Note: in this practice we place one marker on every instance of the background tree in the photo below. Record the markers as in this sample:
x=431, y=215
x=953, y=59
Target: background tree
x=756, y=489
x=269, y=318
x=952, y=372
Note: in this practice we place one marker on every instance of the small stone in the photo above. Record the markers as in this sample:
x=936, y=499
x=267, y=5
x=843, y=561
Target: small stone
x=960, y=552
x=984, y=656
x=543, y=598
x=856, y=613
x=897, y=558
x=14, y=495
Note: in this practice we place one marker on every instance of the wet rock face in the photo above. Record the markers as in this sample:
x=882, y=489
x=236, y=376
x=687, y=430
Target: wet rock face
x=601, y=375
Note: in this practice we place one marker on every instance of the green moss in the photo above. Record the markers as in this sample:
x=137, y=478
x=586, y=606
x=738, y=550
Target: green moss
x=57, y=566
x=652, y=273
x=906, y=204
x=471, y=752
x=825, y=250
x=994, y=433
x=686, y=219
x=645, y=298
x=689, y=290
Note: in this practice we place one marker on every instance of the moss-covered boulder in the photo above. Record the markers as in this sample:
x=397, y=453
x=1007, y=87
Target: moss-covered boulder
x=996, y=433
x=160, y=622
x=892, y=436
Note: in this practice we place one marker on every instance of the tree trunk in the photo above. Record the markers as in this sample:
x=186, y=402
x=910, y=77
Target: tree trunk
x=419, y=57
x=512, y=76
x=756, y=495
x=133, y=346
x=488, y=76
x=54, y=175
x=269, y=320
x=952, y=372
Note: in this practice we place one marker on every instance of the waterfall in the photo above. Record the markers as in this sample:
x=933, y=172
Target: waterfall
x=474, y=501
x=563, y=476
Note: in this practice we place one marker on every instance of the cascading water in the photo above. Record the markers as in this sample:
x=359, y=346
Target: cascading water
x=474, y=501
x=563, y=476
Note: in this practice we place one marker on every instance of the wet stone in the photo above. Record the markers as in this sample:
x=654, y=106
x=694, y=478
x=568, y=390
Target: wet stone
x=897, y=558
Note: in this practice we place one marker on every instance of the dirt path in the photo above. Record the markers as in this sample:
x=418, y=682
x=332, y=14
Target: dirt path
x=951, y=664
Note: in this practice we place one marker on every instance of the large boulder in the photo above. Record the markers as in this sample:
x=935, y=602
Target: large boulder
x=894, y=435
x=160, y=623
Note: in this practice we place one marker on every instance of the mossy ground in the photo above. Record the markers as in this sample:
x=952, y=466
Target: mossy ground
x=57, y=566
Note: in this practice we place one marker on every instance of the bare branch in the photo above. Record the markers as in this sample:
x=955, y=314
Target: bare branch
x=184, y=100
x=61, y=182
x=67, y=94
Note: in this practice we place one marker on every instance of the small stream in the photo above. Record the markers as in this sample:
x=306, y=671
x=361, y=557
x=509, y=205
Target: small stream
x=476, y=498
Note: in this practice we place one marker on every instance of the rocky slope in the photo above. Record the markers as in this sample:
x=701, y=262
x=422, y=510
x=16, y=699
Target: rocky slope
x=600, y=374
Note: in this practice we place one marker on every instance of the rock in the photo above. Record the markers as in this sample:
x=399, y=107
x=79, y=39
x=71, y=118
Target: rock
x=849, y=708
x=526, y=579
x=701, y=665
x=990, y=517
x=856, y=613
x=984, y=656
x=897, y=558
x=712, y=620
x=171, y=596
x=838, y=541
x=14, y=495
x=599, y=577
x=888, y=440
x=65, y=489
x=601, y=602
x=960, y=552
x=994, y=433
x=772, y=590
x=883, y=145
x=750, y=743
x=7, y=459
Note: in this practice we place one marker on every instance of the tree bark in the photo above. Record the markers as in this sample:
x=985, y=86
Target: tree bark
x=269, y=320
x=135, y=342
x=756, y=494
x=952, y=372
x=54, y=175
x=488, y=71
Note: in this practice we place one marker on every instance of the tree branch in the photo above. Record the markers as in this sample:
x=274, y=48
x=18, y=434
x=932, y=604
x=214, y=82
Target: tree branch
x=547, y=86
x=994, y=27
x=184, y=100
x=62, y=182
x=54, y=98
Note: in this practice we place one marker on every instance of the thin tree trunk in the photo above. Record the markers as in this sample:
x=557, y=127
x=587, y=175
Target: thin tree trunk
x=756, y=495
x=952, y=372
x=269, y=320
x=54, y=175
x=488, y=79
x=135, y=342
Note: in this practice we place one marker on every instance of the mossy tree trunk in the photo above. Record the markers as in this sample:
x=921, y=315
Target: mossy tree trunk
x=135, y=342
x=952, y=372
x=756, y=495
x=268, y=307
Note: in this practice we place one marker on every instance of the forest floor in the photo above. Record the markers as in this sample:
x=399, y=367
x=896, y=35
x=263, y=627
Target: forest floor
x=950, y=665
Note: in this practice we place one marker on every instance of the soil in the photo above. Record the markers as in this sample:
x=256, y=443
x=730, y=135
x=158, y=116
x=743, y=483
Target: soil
▬▬▬▬▬▬▬▬▬▬
**GOAL OF THE EXERCISE**: Reproduce only the items in the stretch from the line containing "of the cascading" through the line containing "x=951, y=664", both included, keeping the requests. Multiply every marker coordinate in the answers by 1.4 and round each result to a whole number, rounding halves up, while leaving the numbers in the requests and their samples unchanged.

**RESPONSE**:
Note: in this practice we place one marker on every instance of the cascading water in the photo above. Record the markers as in this sample:
x=359, y=346
Target: cascading water
x=664, y=701
x=788, y=666
Note: in this practice we place one marker on every instance of the wet stone in the photo above. Record the markers as in this sample:
x=654, y=106
x=694, y=478
x=568, y=390
Target: wet stone
x=1256, y=781
Note: in this practice we place one marker on every instance of the dirt path in the photo above. Record the markers as in this sample:
x=418, y=682
x=332, y=14
Target: dirt path
x=1331, y=930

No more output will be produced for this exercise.